== Brief ==
From the data that follows, copy every line holding the string "collage".

──────── Task input

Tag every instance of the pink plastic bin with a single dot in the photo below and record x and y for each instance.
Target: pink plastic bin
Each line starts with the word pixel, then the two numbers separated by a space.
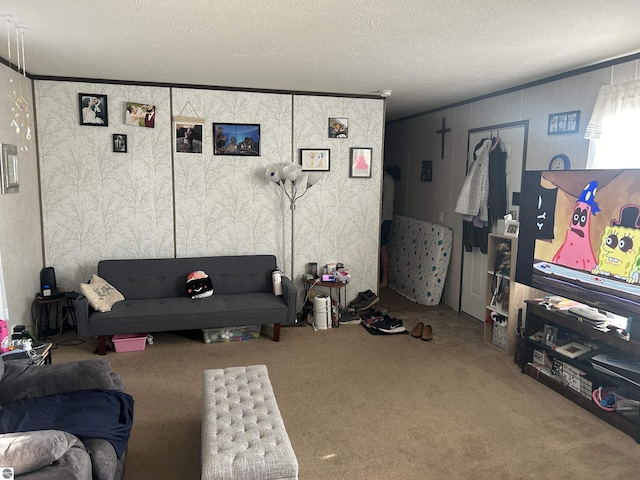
pixel 130 342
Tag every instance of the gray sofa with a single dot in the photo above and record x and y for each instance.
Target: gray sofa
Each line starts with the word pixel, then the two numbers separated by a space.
pixel 156 299
pixel 54 454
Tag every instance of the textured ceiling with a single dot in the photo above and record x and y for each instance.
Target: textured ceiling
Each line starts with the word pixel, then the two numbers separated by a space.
pixel 430 53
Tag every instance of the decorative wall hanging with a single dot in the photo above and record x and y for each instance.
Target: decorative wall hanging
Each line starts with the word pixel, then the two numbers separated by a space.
pixel 119 143
pixel 236 139
pixel 93 109
pixel 443 131
pixel 426 174
pixel 140 114
pixel 511 228
pixel 315 159
pixel 360 162
pixel 9 169
pixel 564 122
pixel 20 116
pixel 338 127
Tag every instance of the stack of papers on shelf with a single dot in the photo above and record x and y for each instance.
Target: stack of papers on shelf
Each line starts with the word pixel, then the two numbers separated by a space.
pixel 561 303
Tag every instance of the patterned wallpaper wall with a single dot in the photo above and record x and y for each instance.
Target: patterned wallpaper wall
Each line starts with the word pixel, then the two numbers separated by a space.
pixel 150 202
pixel 20 240
pixel 97 204
pixel 339 219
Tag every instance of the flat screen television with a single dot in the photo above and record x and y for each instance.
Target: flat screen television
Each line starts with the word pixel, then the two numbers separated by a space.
pixel 580 237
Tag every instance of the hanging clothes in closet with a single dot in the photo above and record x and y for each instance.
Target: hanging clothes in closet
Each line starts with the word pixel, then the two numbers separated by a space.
pixel 483 197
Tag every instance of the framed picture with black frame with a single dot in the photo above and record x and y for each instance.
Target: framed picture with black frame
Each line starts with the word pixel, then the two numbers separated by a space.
pixel 236 139
pixel 315 159
pixel 119 143
pixel 564 122
pixel 93 109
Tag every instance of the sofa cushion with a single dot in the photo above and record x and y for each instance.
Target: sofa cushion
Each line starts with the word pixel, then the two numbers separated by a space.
pixel 165 277
pixel 29 451
pixel 100 293
pixel 26 382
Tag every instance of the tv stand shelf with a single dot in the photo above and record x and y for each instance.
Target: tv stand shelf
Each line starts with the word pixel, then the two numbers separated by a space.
pixel 537 317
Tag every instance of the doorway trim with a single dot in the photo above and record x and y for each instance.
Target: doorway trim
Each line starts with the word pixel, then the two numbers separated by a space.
pixel 491 128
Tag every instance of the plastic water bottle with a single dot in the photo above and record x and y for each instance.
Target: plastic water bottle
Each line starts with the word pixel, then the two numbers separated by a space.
pixel 276 277
pixel 4 337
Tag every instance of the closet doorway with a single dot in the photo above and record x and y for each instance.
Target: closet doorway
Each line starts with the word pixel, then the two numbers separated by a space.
pixel 474 264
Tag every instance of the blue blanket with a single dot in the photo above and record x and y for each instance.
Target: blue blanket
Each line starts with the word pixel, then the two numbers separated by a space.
pixel 104 414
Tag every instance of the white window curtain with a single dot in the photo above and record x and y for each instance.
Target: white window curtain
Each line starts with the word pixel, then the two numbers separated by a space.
pixel 614 127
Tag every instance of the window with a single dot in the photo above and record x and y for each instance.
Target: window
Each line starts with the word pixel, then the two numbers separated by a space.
pixel 614 127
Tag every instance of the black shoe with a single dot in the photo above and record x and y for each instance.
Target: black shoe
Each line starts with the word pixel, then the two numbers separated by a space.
pixel 367 302
pixel 360 298
pixel 389 325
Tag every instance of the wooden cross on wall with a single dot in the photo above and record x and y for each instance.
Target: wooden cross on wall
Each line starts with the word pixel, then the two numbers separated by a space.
pixel 443 131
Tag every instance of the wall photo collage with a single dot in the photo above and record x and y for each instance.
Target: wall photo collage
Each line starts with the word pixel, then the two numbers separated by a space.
pixel 229 138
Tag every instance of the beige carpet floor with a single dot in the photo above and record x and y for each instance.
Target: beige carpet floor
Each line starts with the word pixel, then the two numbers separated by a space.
pixel 359 406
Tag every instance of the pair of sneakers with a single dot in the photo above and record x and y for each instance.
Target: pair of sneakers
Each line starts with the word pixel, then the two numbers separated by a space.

────────────────

== Answer to the exercise ==
Tag every instance of the wall photo collage with a single dot in the photo above and record x and y for each instance.
Target: wall photo collage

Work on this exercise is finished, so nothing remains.